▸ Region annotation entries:
++++++
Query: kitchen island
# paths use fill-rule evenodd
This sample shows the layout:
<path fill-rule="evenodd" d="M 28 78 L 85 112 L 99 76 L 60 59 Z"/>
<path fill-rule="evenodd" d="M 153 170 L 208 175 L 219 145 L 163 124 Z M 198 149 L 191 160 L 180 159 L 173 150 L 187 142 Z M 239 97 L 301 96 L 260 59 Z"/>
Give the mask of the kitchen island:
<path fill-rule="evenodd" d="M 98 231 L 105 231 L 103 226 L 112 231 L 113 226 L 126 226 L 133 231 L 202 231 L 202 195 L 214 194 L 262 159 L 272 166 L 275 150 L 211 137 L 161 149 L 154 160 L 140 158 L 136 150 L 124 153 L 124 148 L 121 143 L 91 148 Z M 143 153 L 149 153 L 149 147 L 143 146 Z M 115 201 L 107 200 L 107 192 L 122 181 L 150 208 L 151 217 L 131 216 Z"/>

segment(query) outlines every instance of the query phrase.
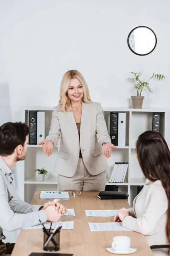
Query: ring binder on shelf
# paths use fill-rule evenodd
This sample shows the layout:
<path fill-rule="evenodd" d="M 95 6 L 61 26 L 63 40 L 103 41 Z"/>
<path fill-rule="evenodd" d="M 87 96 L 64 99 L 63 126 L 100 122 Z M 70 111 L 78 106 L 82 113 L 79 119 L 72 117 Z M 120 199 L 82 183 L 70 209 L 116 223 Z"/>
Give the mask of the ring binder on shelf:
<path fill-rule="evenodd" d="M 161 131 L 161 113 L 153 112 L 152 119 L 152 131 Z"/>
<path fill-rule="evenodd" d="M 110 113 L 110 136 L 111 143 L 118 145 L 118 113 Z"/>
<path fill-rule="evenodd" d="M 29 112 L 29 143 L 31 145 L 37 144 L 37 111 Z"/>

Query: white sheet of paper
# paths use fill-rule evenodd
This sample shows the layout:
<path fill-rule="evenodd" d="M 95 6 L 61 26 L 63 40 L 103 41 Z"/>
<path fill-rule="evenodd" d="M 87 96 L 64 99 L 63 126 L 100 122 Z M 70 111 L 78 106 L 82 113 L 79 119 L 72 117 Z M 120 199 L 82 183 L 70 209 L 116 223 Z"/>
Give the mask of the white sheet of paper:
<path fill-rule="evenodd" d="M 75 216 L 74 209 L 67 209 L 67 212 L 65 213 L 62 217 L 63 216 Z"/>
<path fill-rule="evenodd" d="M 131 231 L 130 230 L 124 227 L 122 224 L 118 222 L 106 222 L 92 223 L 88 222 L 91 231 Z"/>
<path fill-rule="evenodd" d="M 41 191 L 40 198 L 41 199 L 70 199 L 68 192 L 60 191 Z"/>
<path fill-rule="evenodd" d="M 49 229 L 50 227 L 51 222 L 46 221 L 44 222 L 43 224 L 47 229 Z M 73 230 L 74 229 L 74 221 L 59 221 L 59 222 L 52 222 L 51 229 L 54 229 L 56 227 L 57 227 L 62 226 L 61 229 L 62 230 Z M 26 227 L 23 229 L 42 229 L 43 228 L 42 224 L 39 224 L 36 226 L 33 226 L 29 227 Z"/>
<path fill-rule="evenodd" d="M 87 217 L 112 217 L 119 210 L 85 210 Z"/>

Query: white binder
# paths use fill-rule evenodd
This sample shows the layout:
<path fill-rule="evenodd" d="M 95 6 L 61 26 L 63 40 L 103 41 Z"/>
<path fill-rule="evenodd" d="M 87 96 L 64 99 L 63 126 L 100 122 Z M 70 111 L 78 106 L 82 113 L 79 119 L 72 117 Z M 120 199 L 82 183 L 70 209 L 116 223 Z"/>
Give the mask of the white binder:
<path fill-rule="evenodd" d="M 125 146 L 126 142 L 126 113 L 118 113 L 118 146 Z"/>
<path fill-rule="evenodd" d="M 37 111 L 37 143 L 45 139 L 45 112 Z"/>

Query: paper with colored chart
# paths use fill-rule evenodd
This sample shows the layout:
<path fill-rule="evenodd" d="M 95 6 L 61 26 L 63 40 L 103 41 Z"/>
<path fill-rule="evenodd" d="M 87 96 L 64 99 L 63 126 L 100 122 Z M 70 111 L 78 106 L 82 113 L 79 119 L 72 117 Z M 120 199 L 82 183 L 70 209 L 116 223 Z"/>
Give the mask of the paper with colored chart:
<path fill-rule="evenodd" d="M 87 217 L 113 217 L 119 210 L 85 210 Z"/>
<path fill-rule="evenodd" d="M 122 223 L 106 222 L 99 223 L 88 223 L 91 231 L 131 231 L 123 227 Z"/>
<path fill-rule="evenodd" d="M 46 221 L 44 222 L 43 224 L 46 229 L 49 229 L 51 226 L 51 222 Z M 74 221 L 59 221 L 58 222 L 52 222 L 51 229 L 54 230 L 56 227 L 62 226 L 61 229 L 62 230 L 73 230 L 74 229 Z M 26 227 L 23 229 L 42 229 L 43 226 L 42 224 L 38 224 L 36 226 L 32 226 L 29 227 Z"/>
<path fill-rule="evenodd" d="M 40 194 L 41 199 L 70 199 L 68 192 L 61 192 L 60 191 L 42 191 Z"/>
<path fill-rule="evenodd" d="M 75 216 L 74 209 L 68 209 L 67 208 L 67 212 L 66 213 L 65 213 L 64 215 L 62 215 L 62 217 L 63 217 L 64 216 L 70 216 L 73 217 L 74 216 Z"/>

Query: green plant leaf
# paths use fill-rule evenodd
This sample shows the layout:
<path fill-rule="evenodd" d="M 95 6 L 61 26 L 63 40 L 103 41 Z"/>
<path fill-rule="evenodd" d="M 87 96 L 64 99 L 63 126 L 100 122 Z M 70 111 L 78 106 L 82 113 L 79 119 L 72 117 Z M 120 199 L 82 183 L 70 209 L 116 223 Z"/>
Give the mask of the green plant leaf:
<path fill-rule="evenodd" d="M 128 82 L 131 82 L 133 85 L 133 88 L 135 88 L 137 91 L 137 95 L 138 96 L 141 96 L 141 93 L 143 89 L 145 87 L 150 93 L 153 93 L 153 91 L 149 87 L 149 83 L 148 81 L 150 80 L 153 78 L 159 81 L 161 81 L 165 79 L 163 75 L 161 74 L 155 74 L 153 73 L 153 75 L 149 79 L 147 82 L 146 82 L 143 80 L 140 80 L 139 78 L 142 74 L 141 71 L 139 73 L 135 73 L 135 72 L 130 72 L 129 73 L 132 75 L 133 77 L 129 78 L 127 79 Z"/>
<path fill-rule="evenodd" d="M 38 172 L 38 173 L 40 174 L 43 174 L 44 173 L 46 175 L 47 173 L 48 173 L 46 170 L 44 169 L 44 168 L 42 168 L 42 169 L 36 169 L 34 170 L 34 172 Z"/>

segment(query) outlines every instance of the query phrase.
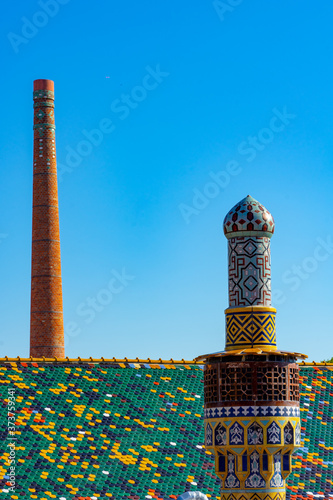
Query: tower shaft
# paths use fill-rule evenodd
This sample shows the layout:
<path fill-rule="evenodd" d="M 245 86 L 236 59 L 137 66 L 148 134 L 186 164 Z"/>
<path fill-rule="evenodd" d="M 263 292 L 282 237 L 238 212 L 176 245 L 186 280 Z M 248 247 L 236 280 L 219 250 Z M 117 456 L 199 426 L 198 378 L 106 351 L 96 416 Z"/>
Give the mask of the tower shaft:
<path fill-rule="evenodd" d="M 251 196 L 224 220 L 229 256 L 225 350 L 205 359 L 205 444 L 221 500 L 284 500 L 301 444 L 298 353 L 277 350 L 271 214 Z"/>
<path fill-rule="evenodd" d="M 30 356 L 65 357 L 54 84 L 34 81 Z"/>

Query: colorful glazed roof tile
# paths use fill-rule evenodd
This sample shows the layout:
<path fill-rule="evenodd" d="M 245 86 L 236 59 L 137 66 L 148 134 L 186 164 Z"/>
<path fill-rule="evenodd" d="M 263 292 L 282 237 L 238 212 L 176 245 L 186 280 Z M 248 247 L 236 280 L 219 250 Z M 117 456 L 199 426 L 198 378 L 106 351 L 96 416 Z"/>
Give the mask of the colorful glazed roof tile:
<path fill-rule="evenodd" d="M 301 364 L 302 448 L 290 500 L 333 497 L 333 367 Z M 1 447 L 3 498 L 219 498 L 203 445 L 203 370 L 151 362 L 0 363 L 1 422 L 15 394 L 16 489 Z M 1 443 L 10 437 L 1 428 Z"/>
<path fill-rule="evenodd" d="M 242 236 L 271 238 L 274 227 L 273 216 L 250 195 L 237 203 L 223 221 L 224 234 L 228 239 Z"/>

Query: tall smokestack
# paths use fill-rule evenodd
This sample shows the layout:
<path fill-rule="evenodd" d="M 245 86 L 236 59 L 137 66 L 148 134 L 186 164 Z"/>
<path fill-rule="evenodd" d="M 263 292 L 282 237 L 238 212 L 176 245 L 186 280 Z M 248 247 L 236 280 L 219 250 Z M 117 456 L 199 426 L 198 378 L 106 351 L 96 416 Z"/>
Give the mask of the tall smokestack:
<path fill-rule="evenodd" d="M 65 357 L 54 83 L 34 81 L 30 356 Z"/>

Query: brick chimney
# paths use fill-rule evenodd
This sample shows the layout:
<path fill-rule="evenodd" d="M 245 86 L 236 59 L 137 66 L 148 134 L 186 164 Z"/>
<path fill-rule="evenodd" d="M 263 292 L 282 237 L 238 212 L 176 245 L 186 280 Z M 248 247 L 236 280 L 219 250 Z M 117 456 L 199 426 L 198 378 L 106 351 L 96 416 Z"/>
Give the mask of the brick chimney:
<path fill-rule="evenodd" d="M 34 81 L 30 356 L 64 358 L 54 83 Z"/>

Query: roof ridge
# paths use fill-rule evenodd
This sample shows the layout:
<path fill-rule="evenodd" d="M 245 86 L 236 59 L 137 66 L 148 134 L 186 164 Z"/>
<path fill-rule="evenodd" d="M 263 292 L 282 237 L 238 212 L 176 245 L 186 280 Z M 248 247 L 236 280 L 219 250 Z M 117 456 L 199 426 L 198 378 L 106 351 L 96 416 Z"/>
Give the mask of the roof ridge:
++++++
▸ To be done: Quote only the lines from the line containing "Query: roof ridge" through the end of the entries, keeping the first and the last.

▸ Output for this task:
Query: roof ridge
# paths use fill-rule evenodd
This sample shows the layout:
<path fill-rule="evenodd" d="M 245 86 L 236 59 L 137 66 L 148 134 L 186 164 Z"/>
<path fill-rule="evenodd" d="M 263 292 L 282 237 L 238 212 L 176 245 L 186 280 Z M 248 247 L 236 280 L 219 250 Z M 117 456 L 199 426 L 198 378 L 106 351 L 96 416 Z"/>
Give the mask of the roof ridge:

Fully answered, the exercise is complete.